[Ynoi2018] 未来日记
老早之前就想写了,人生中第一道大分块,调了一上午+下午一个小时,对拍了不知道多少万组,终于过了。
solution
由于是Ynoi,考虑分块。
数据范围\(10^5\),加上这么诡异的操作,先想分块。
区间rank让人以为是[Ynoi2017] 由乃打扑克这道题,但是如果按照由乃打扑克的思路这题的操作就做不了了。
分块是有自己复杂度的就是\(O(\sqrt{n})\)而不是\(O(\log n)\)这意味着分块其实和log的数据结构以及二分法并不是很搭(因为分块的结构本质上就不支持二分)如果我们需要强行嵌入\(log\)的数据结构的话在绝大部分情况下都会使复杂度凭空多出个\(log\)来,这在强调常数的根号算法中绝对是致命的。——来自shadowice1984的题解。
所以可以考虑时间复杂度同为\(O(\sqrt{n})\)的块状数组,由于\(V\le 10^5\),考虑对值域分块,具体的,就是记\(s1_{i,j}\)表示前\(i\)个序列块中有多少个数在\(j\)值域块中,\(s2_{i,j}\)表示前\(i\)块中有多少个\(j\),查询时先遍历值域块,确定答案所在值域块,然后再遍历这个值域块找到答案。
简单的查询就处理完了,那么这个逆天的修改如何处理,有一个经典套路就是用并查集来维护,具体的,记\(rt_{i,x}\)表示第\(i\)块中值为\(x\)的数的代表元,这里我用的是每块中每个数第\(1\)次出现的位置。然后用并查集维护位置就可以了,整块就直接令\(rt_{i,y}=\min\{rt_{i,y},rt_{i,x}\}\)即可,考虑散块,仍然考虑暴力修,但是如果每个都修爆炸,只需要重构\(rt_{i,x},rt_{i,y}\)为根的子树就行。
时间复杂度\(O((n+m)\sqrt{n})\),实现优秀,cin/cout关了同步流都能过!!!
挂一个你谷第2优解。
点此查看代码
#include<bits/stdc++.h>
using namespace std;
#define rep(i,s,t,p) for(int i = s;i <= t; i += p)
#define drep(i,s,t,p) for(int i = s;i >= t; i -= p)
#ifdef LOCAL
FILE *InFile = freopen("in.in","r",stdin),*OutFile = freopen("out.out","w",stdout);
FILE *ErrFile = freopen("err.err","w",stderr);
#else
FILE *InFile = stdin,*OutFile = stdout;
#endif
using ll=long long;using ull=unsigned long long;
using db = double;using ldb = long double;
namespace IO{
const int size = 1<<24;
struct IO{
char buf[size],*p1,*p2,obuf[size],*op = obuf;
#define gc() ((p1==p2&&(p2=(p1=buf)+fread(buf,1,size,stdin),p1==p2))?EOF:*p1++)

**提取数据**
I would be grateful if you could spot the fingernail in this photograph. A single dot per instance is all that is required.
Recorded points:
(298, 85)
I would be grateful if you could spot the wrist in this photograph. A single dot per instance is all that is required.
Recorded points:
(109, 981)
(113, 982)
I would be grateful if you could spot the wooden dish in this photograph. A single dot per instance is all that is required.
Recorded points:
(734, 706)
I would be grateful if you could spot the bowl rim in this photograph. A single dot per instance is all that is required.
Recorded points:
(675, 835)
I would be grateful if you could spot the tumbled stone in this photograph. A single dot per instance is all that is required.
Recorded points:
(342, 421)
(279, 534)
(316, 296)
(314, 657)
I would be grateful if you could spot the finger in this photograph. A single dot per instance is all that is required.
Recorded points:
--
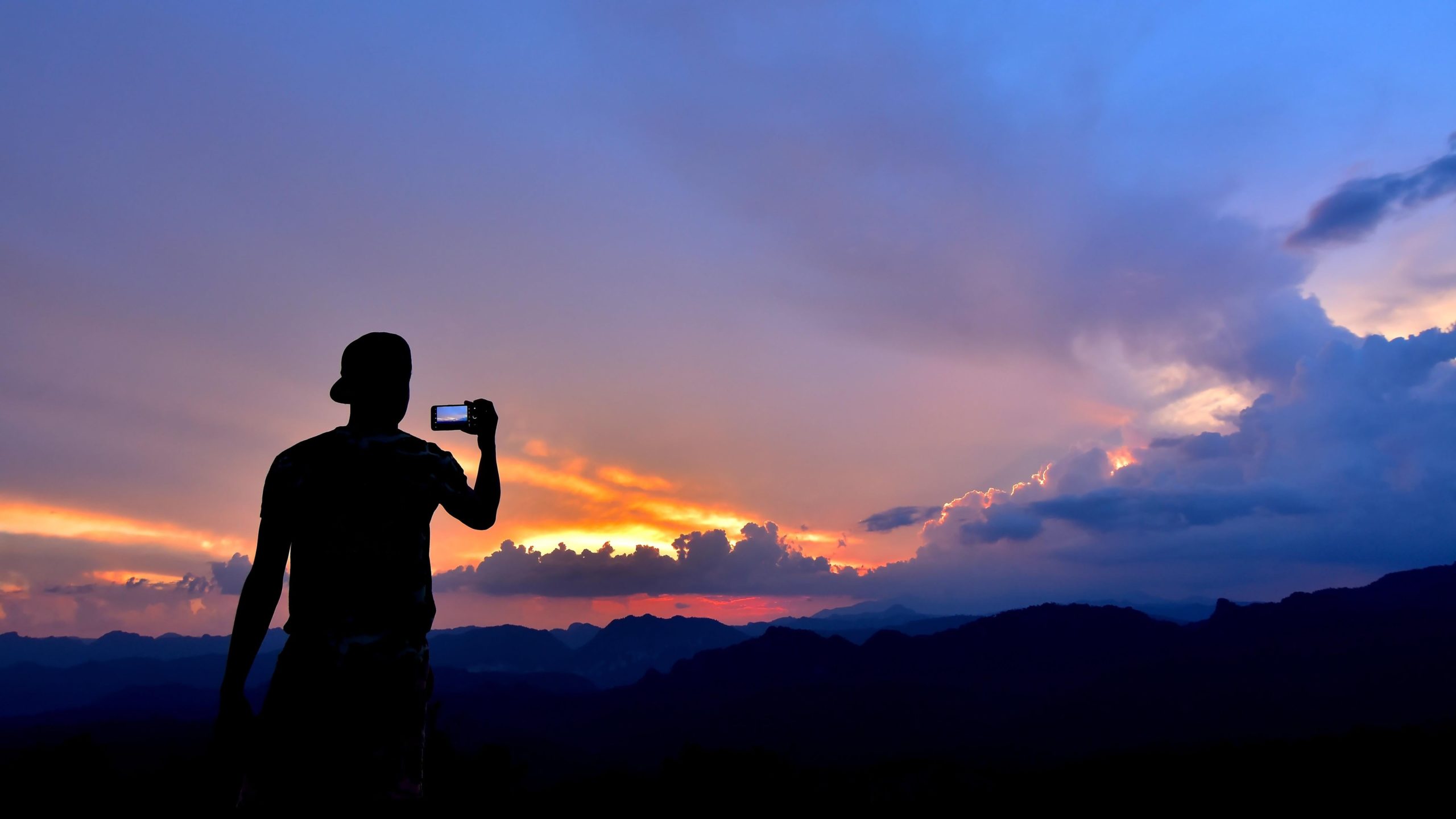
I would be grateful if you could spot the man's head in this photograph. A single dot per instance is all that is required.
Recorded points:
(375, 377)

**任务目标 A**
根据未来日记题解回答下列问题,答案逐行作答并沿用相同标号:
(i) 文中给出的数据范围是多少?
(ii) 用并查集维护时,作者取每块中的哪个位置作为代表元?
(iii) 该做法的时间复杂度是多少?
**任务目标 B**
从末尾接着续写这篇未来日记题解。

**最终答案 A**
(i) 10^5
(ii) 每块中每个数第1次出现的位置
(iii) O((n+m)√n)

**最终答案 B**
inline void pc(char x){if(__builtin_expect(op - obuf == size,1)) fwrite(obuf,1,size,stdout);*op++ = x;}
~IO(){fwrite(obuf,1,op-obuf,stdout);}
template<class T>inline void read(T &x){x = 0;char s = gc();for(;s < '0' || '9' < s;s = gc());for(;'0' <= s && s <= '9';s = gc())x = (x<<1)+(x<<3)+(s^48);}
template<class T,class... Args>inline void read(T &x,Args&... argc){read(x);read(argc...);}
template<class T>
inline void write(T x){static int sta[30],top = 0;do sta[++top] = x%10;while(x /= 10);while(top) pc(sta[top--]+'0');}
inline void write(char x){pc(x);}
template<class T,class... Args>inline void write(T x,Args... argc){write(x);write(argc...);}
}io;
#define read io.read
#define write io.write
}using IO::io;
/*
诶不是,我要处理啥啊。
对于值域块处理1~i中有多少个,然后还要处理每个数。
*/
const int N = 1e5 + 1,SN = N/310,V = 1e5 + 1,SV = N/310,RV = 1e5,cjs = 123;
int n,m,a[N];
int L1[SN],R1[SN],p1[N],lens,sizs;
int L2[SV],R2[SV],p2[V],lenv,sizv;
int s1[SN][SV];//前i块中有多少个数在j块中
int s2[SN][V];//前i块中有多少个j
int s3[SN][V];//第i块中有多少个j
int rt[SN][V],fa[N];
int ct1[SV],ct2[V];//查询时用来记录散块
inline int get_fa(int x){while(x^fa[x]) x = fa[x] = fa[fa[x]];return x;}
inline void Merge(int x,int y){if(x > y) swap(x,y);fa[y] = x;}
//将y并到x中,顺序有关。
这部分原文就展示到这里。